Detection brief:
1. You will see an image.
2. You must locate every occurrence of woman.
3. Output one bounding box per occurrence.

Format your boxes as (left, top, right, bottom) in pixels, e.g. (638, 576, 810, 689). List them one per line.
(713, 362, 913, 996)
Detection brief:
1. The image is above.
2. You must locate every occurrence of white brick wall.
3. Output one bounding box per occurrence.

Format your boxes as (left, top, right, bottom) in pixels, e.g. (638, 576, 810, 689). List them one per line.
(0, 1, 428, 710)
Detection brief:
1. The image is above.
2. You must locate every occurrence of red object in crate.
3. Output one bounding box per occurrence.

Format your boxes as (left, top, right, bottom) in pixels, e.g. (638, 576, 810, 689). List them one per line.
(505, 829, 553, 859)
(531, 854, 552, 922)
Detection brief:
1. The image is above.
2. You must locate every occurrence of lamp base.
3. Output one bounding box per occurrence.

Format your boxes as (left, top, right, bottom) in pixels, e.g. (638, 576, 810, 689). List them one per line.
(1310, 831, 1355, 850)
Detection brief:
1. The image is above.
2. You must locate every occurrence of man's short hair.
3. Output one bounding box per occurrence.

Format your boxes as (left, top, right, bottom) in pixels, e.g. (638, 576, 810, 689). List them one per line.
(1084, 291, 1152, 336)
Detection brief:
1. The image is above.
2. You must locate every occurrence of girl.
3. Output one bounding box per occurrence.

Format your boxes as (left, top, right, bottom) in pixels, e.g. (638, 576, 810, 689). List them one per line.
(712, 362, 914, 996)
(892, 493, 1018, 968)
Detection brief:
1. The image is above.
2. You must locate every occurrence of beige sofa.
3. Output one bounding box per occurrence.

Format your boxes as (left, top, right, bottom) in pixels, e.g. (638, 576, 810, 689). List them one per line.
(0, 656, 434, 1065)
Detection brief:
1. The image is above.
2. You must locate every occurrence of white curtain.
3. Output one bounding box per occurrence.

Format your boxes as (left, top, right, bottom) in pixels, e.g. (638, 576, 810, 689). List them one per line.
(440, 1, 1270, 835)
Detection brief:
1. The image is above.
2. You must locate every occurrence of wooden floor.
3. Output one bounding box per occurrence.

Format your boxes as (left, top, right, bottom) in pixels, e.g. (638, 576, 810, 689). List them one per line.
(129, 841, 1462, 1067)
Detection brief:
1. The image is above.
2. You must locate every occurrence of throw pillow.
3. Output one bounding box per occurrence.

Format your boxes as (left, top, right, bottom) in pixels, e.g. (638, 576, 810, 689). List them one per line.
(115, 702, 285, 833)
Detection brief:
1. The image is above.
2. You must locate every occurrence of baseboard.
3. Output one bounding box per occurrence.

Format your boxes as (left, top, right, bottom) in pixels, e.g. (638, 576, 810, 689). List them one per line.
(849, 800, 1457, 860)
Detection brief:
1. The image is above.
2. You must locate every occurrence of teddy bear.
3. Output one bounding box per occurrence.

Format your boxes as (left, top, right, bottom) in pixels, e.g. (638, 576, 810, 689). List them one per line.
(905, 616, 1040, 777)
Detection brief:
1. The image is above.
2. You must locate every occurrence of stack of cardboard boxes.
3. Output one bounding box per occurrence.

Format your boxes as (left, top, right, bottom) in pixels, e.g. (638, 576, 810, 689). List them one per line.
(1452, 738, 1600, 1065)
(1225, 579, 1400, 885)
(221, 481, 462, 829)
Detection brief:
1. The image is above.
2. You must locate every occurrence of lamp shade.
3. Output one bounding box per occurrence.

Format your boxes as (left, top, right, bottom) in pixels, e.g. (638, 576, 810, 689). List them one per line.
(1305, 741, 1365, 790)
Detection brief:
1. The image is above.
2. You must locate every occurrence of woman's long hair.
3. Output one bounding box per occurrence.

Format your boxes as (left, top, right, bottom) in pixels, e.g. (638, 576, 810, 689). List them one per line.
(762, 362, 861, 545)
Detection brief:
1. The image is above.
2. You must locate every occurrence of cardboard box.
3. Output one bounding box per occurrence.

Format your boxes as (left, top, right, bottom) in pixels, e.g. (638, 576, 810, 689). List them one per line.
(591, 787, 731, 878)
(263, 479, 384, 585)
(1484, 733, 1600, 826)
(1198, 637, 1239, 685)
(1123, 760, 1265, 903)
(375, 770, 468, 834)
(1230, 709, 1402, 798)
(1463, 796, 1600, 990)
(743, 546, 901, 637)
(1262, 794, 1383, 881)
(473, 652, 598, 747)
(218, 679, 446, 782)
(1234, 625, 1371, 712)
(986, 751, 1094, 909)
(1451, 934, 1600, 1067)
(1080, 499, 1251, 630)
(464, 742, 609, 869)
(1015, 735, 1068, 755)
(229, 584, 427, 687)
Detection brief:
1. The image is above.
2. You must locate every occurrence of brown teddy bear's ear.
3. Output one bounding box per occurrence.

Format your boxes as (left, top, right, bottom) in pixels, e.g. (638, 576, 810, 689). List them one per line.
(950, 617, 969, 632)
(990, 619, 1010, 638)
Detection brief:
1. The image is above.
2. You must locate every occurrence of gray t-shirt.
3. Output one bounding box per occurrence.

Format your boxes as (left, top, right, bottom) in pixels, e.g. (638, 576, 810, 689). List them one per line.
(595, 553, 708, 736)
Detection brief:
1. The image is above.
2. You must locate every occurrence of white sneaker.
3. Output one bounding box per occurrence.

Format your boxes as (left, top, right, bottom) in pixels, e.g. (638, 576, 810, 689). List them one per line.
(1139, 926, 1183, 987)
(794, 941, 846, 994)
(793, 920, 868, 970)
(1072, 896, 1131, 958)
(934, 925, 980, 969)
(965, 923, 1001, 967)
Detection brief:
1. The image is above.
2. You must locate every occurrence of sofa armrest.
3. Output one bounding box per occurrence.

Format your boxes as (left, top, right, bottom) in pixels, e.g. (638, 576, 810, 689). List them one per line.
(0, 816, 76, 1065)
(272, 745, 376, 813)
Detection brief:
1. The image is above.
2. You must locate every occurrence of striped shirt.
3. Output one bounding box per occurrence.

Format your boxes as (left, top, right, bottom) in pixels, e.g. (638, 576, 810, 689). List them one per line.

*PROBLEM STATEMENT*
Work out how many lines in the listing contain "cardboard", then write down that number and nothing else.

*SOLUTION FOR THIS EXERCISE*
2